With the Programme for Government due tomorrow in Scotland, it’s a good time to take a look at the state of politics.
A poll over the weekend showed Labour are now neck and neck with the Tories, with the Conservatives managing to squander a 26 point lead in the space of five months. When Johnson imposed a full lockdown near the end of March, the Tories were on 54 per cent, but anyone who thought the ‘national unity’ Churchillian guff was going to survive the pandemic crisis was naive in the extreme. Backbench Tory MPs, preparing to come back to the House of Commons after the summer break, are publicly venting about the repeated mistakes and U-turns of the Johnson regime, which has had a very bad crisis.
“Too often it looks like this government licks its finger and sticks it in the air to see which way the wind is blowing,” Charles Walker, vice-chair of the influential backbench 1922 committee, said.

- _DIRECTIONS_
1. Which numbers appear in the passage on the state of politics, in digits or in words?
2. Continue the passage on the state of politics, picking up after Charles Walker's remark.

- _DATA FOR ANALYSIS_
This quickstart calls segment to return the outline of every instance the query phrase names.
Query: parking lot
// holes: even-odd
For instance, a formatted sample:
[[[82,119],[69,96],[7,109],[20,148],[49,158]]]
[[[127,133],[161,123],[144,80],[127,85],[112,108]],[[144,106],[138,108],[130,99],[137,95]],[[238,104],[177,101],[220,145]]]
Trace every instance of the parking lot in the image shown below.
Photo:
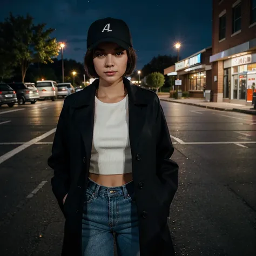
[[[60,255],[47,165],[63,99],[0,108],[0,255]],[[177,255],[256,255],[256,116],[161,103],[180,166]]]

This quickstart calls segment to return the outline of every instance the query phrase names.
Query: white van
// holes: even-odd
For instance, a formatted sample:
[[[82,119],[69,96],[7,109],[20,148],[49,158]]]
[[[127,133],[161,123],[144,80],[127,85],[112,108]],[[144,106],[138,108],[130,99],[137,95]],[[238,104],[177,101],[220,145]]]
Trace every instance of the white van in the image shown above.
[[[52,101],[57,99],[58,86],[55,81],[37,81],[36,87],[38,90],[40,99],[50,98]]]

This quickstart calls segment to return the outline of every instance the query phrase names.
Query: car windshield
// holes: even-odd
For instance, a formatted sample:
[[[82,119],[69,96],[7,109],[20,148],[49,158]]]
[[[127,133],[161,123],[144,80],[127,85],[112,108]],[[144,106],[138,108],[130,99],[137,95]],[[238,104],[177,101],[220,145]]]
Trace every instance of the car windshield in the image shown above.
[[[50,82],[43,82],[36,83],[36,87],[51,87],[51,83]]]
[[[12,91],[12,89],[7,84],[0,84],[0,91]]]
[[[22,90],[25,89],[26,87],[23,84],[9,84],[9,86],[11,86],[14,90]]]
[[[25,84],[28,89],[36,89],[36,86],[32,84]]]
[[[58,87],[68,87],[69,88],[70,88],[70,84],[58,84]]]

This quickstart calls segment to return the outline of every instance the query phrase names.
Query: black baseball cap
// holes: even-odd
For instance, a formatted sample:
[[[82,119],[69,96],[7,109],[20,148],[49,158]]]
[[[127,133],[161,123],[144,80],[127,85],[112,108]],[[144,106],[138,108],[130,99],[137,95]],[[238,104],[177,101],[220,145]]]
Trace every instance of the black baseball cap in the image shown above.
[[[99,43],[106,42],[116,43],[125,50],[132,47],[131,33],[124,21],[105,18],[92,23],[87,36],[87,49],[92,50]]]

...

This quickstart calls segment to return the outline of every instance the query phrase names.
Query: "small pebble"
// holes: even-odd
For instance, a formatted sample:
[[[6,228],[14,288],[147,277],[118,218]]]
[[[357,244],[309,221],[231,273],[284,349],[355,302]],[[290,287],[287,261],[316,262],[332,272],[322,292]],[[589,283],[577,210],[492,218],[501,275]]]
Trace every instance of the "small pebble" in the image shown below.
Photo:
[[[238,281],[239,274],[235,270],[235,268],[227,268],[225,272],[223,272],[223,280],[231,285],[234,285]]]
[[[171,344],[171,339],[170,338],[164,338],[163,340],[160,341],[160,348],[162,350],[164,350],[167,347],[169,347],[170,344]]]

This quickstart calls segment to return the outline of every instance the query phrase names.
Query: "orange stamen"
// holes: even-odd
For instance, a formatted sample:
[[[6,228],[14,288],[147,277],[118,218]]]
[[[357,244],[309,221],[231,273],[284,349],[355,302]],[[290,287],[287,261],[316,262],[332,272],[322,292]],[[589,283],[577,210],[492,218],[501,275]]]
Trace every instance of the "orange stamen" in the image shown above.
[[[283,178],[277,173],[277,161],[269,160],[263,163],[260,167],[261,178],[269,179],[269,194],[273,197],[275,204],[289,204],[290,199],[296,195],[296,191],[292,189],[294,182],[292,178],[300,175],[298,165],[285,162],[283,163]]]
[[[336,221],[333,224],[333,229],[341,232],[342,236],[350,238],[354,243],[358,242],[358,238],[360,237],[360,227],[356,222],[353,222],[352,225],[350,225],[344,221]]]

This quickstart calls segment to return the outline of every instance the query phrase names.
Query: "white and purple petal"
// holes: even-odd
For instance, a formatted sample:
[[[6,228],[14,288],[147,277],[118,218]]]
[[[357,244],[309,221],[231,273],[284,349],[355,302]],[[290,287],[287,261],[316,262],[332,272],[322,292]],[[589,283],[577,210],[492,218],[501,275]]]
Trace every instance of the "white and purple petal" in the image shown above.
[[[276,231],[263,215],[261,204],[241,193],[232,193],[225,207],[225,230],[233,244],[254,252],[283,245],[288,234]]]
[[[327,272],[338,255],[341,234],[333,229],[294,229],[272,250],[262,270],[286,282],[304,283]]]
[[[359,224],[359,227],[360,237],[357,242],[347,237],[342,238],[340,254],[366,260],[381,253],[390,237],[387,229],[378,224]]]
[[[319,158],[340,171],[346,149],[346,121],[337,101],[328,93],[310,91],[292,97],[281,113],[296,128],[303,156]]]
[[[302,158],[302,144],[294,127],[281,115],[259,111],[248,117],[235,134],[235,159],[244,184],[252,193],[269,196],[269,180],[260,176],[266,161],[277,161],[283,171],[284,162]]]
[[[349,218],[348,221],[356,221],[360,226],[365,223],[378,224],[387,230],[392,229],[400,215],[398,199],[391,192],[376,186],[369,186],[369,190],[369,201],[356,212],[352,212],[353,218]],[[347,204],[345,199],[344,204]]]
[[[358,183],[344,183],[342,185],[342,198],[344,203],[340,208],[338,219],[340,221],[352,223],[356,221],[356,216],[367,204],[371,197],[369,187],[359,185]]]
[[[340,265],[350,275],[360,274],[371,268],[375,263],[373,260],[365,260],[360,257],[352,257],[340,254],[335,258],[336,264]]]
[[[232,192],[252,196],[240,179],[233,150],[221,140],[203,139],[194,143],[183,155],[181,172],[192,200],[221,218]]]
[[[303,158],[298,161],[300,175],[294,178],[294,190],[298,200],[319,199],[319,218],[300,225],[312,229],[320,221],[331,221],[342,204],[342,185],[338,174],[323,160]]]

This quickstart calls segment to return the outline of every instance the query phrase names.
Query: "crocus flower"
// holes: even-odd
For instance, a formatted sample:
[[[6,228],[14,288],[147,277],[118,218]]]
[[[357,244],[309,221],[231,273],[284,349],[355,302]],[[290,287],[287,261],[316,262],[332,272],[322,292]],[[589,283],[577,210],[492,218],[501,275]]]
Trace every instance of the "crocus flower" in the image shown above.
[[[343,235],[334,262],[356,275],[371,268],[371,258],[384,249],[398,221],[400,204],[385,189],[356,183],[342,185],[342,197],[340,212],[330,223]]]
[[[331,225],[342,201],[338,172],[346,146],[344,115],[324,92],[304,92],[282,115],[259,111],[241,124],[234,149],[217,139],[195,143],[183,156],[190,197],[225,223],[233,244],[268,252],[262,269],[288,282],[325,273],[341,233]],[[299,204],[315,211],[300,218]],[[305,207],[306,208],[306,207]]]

...

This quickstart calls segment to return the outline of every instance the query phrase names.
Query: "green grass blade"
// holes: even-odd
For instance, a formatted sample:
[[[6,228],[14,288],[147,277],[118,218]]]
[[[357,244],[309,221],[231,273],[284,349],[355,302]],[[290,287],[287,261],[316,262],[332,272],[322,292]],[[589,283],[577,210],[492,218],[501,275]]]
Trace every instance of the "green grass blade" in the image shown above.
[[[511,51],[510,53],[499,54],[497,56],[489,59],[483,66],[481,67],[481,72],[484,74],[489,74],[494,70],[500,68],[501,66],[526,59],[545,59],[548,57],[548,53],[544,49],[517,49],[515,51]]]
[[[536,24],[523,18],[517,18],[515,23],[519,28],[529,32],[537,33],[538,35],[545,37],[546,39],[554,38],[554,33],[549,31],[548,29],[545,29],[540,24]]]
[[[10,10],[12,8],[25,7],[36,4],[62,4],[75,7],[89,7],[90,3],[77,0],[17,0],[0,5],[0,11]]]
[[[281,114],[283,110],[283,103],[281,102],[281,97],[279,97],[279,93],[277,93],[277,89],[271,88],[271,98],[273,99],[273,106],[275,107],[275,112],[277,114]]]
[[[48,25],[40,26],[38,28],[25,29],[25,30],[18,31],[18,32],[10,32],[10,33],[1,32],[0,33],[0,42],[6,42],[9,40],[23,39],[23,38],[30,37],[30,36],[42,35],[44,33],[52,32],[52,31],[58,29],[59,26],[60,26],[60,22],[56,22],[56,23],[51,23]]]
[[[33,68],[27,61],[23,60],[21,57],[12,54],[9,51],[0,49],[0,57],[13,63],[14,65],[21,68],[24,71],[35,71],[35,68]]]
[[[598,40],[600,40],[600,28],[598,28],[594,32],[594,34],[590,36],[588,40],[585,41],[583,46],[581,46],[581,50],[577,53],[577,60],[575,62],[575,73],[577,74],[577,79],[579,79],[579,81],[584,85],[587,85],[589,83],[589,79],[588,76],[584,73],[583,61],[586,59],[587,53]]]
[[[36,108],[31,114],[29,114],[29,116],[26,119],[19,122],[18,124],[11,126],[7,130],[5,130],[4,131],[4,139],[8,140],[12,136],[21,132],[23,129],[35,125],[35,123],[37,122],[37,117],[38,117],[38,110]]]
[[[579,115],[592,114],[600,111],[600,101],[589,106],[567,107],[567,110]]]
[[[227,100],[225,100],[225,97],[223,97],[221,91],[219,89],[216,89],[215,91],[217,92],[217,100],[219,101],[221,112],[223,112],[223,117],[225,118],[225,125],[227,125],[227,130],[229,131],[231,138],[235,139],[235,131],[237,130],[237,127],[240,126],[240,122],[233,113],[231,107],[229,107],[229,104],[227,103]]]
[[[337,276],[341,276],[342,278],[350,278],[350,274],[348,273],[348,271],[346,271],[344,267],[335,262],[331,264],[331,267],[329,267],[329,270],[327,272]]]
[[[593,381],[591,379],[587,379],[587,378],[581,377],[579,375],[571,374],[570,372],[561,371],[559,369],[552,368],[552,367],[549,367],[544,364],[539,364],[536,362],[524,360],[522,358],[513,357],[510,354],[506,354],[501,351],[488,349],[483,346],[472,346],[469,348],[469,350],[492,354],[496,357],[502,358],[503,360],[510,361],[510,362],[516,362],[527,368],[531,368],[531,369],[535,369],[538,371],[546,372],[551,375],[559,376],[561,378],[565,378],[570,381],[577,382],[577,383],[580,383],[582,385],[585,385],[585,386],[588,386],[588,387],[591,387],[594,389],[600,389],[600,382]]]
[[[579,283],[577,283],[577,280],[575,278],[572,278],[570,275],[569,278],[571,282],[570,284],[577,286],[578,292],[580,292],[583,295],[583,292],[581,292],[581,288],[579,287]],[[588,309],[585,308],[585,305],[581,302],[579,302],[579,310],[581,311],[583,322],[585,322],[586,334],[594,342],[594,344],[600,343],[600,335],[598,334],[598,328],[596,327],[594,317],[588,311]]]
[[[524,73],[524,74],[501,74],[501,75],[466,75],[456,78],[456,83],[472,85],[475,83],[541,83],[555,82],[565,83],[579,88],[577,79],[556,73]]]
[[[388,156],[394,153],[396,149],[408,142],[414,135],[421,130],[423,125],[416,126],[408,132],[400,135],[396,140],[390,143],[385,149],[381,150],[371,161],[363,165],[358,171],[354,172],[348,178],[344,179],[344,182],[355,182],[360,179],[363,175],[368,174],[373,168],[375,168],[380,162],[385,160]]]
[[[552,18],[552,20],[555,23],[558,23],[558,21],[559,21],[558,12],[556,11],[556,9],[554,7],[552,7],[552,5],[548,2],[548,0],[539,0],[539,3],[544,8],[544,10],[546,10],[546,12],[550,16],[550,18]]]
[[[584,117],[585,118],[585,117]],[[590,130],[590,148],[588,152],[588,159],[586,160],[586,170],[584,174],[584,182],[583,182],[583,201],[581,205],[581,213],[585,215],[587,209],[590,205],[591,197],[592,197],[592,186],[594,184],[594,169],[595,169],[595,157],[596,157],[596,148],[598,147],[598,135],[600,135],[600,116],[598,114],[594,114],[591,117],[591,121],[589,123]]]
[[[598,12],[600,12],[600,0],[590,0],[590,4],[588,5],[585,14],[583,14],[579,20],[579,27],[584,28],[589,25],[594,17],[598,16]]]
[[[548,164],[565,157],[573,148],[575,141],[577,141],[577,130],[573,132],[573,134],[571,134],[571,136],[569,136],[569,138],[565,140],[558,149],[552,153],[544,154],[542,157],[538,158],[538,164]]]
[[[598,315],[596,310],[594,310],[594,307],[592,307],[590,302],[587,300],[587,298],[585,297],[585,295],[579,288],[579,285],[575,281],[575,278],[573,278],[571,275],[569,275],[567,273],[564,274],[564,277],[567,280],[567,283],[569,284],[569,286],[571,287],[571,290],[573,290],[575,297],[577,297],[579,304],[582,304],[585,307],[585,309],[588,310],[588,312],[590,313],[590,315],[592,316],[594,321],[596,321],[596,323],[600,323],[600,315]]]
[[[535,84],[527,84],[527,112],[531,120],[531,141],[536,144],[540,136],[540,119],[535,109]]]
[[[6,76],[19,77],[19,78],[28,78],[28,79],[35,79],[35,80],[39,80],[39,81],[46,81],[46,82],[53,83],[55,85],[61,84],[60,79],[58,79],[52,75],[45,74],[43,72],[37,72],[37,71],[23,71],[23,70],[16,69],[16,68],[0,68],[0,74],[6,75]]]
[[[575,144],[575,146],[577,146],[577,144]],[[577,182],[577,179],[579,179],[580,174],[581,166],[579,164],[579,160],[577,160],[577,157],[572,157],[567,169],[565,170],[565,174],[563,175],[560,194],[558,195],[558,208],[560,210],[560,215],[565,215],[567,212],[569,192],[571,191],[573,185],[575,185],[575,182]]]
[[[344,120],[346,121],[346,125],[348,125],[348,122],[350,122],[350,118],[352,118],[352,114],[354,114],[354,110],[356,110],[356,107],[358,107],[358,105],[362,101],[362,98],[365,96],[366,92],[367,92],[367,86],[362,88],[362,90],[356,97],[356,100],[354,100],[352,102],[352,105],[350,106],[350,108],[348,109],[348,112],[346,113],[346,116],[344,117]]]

- _RESULTS OF THE TASKS_
1.
- 26 (the Conservatives' lost lead, in points)
- five (the months over which that lead was squandered)
- 54 (the Tories' share, in per cent, when full lockdown was imposed)
- 1922 (the backbench committee of which Charles Walker is vice-chair)

2.
The backbenchers have been further aggrieved by reports that Chancellor Rishi Sunak is planning to hike taxes on the wealthy. An increase in corporation tax from 19 to 24 per cent, increasing capital gains tax so its levied at the same rate as income tax could raise as much as £30 billion, and appear to be taken straight out of Labour’s General Election manifesto last year. Sunak wants to claw back some cash after the furlough splurge, but these are measures that won’t be popular among the Tory base of speculators and spivs.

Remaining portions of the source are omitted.